- [Written problem] Rewrite the records from the start through the line containing "M 90 27 L 117", changing "flower bud" to "unopened bud" and keeping everything else the same.
---------- Data extract
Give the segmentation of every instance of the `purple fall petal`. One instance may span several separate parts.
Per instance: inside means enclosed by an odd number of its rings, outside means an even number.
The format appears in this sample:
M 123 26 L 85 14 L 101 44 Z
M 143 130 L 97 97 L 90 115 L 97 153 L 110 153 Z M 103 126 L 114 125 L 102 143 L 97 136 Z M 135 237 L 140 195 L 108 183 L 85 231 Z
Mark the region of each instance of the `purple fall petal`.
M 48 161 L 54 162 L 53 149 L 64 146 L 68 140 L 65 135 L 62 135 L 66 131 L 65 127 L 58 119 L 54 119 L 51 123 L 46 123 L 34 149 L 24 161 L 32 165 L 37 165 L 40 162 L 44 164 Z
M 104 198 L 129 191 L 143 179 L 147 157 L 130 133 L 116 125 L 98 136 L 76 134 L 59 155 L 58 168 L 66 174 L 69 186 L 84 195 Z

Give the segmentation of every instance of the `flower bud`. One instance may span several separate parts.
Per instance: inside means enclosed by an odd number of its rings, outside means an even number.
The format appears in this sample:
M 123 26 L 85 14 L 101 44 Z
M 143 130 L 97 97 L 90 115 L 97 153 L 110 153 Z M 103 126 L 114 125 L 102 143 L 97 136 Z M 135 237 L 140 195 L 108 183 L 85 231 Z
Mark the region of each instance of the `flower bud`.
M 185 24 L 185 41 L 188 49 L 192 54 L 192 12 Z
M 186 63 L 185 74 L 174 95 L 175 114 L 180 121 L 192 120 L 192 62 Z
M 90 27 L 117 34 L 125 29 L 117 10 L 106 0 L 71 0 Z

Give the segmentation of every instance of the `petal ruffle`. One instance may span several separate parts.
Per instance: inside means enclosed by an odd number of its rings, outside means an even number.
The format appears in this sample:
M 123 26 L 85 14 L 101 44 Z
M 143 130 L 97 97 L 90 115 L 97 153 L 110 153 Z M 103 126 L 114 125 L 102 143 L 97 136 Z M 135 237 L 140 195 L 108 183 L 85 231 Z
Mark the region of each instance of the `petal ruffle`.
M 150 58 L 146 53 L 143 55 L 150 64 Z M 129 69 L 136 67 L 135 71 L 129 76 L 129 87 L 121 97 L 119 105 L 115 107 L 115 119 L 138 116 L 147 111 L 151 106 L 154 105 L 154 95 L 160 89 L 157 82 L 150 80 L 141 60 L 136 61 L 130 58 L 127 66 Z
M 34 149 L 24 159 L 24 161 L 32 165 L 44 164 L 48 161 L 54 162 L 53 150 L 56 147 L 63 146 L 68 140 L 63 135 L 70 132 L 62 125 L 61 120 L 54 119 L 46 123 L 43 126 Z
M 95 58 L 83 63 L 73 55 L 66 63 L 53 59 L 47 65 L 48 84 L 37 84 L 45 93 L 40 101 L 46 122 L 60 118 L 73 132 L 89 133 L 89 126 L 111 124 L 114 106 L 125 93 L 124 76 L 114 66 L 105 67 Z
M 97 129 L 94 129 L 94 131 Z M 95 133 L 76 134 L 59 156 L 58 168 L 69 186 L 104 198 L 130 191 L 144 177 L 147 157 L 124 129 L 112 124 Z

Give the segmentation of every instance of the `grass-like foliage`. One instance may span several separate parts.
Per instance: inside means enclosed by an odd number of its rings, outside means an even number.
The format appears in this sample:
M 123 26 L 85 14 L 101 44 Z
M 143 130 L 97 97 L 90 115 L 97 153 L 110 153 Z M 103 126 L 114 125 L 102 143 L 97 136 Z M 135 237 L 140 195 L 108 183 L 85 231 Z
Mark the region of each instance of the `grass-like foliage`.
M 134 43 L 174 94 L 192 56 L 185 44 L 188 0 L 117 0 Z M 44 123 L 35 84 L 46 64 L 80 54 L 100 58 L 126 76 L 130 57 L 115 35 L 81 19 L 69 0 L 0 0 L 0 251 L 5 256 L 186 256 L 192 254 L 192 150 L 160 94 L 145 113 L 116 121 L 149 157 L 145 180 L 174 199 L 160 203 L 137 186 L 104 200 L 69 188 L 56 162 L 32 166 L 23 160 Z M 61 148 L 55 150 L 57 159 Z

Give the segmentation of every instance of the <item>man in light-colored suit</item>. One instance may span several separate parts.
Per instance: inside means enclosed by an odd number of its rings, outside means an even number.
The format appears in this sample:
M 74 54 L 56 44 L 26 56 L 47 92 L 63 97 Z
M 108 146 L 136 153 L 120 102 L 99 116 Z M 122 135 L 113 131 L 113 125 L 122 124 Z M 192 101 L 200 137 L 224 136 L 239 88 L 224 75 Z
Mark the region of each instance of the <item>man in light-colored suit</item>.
--------------------
- [The solution]
Give the segmentation of every instance of the `purple fall petal`. One instance may span several separate parts.
Per instance: inside means enclosed by an odd number of its rings, outside means an even number.
The format appears in this sample:
M 123 26 L 85 14 L 101 44 Z
M 143 130 L 97 97 L 90 115 L 97 153 L 110 153 Z M 103 126 L 114 125 L 102 143 L 97 136 Z M 135 237 L 140 195 L 108 183 L 85 231 Z
Mark the region of each instance of the `purple fall petal`.
M 48 161 L 54 162 L 53 149 L 64 146 L 68 140 L 65 135 L 62 135 L 66 131 L 65 127 L 58 119 L 54 119 L 51 123 L 46 123 L 34 149 L 24 161 L 32 165 L 37 165 L 40 162 L 44 164 Z
M 104 198 L 129 191 L 143 179 L 147 157 L 130 133 L 116 125 L 98 136 L 76 134 L 59 155 L 58 168 L 66 174 L 69 186 L 84 195 Z

Give the segmentation of every instance of the `unopened bud`. One instance may span several separate parts.
Per instance: inside means enclosed by an odd number of its rings, outside means an even number.
The format appears in this sample:
M 123 26 L 85 14 L 101 44 Z
M 143 130 L 97 97 L 90 115 L 97 153 L 110 153 Z M 103 126 L 114 125 L 102 143 L 97 136 Z M 135 237 L 140 195 L 108 183 L 85 231 Z
Mark the region of each instance of the `unopened bud`.
M 185 24 L 185 41 L 188 49 L 192 54 L 192 12 Z
M 186 63 L 185 74 L 174 95 L 175 114 L 180 121 L 192 120 L 192 62 Z
M 90 27 L 117 34 L 125 29 L 117 10 L 106 0 L 71 0 Z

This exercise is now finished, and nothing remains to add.